> [INSTRUCTIONS TO FOLLOW]: Write out the records word for word, starting at their first line and stopping after the line that contains "POLYGON ((148 170, 166", including that line.
*** PROVIDED ENTRIES
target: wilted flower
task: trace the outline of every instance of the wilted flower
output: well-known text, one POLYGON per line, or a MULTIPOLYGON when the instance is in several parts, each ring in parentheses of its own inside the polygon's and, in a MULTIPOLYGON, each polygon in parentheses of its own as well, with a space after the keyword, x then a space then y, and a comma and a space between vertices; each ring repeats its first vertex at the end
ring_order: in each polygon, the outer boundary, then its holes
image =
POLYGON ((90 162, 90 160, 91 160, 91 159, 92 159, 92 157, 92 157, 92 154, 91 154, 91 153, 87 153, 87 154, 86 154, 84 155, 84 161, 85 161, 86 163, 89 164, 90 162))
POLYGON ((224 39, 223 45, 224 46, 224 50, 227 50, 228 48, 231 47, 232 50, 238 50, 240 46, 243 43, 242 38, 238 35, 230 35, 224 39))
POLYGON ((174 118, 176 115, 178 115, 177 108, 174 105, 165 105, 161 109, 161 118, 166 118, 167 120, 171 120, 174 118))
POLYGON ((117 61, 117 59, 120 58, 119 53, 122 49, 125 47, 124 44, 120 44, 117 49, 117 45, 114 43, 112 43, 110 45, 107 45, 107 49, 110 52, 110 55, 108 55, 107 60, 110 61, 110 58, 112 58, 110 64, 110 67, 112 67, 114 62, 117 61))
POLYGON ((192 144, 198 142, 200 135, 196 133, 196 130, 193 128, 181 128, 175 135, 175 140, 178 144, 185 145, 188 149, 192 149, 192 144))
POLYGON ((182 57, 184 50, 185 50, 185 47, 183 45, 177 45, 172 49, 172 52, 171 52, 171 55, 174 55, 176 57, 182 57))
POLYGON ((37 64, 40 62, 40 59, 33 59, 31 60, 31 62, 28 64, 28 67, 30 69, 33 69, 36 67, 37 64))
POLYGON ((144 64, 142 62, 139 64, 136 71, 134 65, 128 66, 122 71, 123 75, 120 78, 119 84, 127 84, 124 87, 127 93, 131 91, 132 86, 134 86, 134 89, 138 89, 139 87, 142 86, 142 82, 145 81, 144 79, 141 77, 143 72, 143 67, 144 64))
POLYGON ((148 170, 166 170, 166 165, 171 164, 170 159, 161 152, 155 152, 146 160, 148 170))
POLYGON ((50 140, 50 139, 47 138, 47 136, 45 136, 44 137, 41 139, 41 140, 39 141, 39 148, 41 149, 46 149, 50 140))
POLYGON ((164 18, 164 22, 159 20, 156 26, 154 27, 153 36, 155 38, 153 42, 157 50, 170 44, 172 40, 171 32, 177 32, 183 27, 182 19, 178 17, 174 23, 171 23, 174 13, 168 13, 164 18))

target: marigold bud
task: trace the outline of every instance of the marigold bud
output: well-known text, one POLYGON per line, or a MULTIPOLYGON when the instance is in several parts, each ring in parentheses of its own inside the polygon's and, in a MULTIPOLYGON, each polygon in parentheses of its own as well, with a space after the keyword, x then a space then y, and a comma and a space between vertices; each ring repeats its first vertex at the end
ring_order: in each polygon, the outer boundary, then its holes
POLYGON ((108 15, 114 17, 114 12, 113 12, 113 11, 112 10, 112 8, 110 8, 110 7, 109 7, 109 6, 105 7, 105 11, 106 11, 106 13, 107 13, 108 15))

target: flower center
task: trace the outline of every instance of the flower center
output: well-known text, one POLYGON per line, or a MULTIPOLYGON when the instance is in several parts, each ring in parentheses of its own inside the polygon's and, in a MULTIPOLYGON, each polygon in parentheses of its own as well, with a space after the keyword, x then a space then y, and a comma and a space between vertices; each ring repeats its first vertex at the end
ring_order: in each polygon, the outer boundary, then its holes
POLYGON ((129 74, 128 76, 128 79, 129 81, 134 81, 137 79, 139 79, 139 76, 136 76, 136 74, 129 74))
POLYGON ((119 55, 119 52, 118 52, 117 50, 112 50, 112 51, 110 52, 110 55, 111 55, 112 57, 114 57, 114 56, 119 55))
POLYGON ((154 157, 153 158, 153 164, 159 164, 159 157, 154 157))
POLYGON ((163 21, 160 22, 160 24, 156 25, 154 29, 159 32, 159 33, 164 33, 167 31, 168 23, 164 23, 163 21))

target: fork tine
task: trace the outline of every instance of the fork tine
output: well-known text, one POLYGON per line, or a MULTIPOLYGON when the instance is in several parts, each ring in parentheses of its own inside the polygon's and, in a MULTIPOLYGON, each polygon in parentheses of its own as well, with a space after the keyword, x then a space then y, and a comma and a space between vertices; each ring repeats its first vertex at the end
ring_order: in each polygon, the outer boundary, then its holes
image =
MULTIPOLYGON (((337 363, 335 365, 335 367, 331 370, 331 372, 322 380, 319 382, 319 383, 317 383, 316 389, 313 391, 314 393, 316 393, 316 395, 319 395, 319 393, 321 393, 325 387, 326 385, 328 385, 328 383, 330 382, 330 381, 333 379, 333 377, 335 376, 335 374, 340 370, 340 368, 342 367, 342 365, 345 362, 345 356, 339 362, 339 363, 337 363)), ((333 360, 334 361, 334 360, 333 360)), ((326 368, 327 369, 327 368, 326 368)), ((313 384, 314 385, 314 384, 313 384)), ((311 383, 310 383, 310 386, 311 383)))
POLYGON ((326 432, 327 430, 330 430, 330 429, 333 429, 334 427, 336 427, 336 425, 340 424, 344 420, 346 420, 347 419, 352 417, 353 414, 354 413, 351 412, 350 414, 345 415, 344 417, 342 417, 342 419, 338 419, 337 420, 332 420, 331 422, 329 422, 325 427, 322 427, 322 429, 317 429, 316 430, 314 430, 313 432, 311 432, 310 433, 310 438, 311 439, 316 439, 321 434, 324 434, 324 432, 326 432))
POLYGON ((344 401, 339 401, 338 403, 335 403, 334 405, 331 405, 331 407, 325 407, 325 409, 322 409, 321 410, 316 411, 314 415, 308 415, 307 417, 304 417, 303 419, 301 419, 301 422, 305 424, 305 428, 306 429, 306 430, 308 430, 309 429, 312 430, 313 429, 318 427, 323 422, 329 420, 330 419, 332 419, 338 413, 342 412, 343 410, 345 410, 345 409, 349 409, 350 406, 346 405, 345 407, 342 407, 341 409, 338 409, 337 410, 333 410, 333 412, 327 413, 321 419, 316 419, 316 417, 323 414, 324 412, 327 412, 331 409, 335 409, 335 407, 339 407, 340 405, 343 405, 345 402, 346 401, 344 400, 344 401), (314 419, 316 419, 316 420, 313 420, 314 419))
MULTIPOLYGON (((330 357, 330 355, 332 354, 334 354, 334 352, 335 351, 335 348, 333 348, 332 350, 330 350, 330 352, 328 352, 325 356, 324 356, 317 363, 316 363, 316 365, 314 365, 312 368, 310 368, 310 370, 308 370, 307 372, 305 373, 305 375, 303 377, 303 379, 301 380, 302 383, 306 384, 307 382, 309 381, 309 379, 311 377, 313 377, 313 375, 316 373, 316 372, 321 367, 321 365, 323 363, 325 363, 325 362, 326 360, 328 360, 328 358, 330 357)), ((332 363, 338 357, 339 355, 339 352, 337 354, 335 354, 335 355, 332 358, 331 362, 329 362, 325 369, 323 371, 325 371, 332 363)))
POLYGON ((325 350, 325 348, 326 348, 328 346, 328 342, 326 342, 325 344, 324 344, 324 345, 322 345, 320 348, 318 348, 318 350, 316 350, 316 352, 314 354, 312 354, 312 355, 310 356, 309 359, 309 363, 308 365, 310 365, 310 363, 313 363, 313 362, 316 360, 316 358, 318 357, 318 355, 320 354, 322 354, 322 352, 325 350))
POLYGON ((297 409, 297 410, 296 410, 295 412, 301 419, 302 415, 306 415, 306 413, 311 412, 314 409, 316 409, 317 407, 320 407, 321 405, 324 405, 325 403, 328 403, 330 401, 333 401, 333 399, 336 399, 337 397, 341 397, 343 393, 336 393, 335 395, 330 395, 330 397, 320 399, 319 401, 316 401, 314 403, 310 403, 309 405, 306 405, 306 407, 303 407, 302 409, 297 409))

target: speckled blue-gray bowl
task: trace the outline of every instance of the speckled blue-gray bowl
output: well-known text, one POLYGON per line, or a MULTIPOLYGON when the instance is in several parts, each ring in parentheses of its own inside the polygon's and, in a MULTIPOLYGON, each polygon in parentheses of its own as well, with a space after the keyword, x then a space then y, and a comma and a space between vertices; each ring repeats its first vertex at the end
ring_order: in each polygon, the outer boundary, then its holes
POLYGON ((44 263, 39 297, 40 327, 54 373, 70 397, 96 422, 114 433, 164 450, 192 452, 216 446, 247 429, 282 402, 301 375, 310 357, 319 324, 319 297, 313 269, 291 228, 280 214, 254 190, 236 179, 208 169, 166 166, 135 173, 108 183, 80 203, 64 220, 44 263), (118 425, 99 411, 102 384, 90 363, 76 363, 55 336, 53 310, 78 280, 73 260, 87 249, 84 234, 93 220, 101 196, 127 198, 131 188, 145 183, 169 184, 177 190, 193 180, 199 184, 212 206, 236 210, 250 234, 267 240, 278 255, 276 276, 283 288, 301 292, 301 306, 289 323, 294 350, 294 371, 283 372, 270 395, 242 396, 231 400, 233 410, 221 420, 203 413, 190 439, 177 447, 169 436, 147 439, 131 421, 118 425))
******
> [EXERCISE SOLUTION]:
target: wilted flower
task: trace the outline of every instance of the wilted flower
output: well-known text, one POLYGON per line, or a MULTIPOLYGON when the instance is in several parts, each ring in parentheses of its own inside the polygon's and, in a MULTIPOLYGON, each polygon in parentheses of its own as well, with a space after the keyword, x then a space then y, and a comma and a space between vertices; each ring repeats its first vertex at the end
ring_order: in each polygon, the outer boundary, then its holes
image =
POLYGON ((90 162, 90 160, 91 160, 91 159, 92 159, 92 157, 92 157, 92 154, 91 154, 91 153, 87 153, 87 154, 86 154, 84 155, 84 161, 85 161, 86 163, 89 164, 90 162))
POLYGON ((224 39, 223 45, 224 46, 224 50, 227 50, 228 48, 231 47, 232 50, 238 50, 240 46, 243 43, 242 38, 238 35, 230 35, 224 39))
POLYGON ((174 118, 176 115, 178 115, 177 108, 174 105, 165 105, 161 109, 161 118, 166 118, 167 120, 171 120, 174 118))
POLYGON ((117 61, 117 59, 120 58, 119 53, 122 49, 125 47, 124 44, 120 44, 117 49, 117 45, 114 43, 112 43, 110 45, 107 45, 107 49, 110 52, 110 55, 108 55, 107 60, 110 61, 110 58, 112 58, 110 64, 110 67, 112 67, 114 62, 117 61))
POLYGON ((192 144, 198 142, 200 135, 196 133, 196 130, 193 128, 181 128, 175 135, 175 140, 178 144, 185 145, 188 149, 192 149, 192 144))
POLYGON ((182 57, 184 50, 185 50, 185 47, 183 45, 177 45, 172 49, 172 52, 171 52, 171 55, 174 55, 176 57, 182 57))
POLYGON ((37 64, 40 62, 40 59, 33 59, 31 60, 31 62, 28 64, 28 67, 30 69, 33 69, 36 67, 37 64))
POLYGON ((144 64, 142 62, 139 64, 136 71, 134 65, 128 66, 122 71, 123 75, 120 78, 119 84, 127 84, 124 87, 127 93, 131 91, 132 86, 134 86, 134 89, 138 89, 139 87, 142 86, 142 82, 145 81, 144 79, 141 77, 143 72, 143 67, 144 64))
POLYGON ((148 170, 166 170, 166 165, 171 164, 170 159, 161 152, 155 152, 146 160, 148 170))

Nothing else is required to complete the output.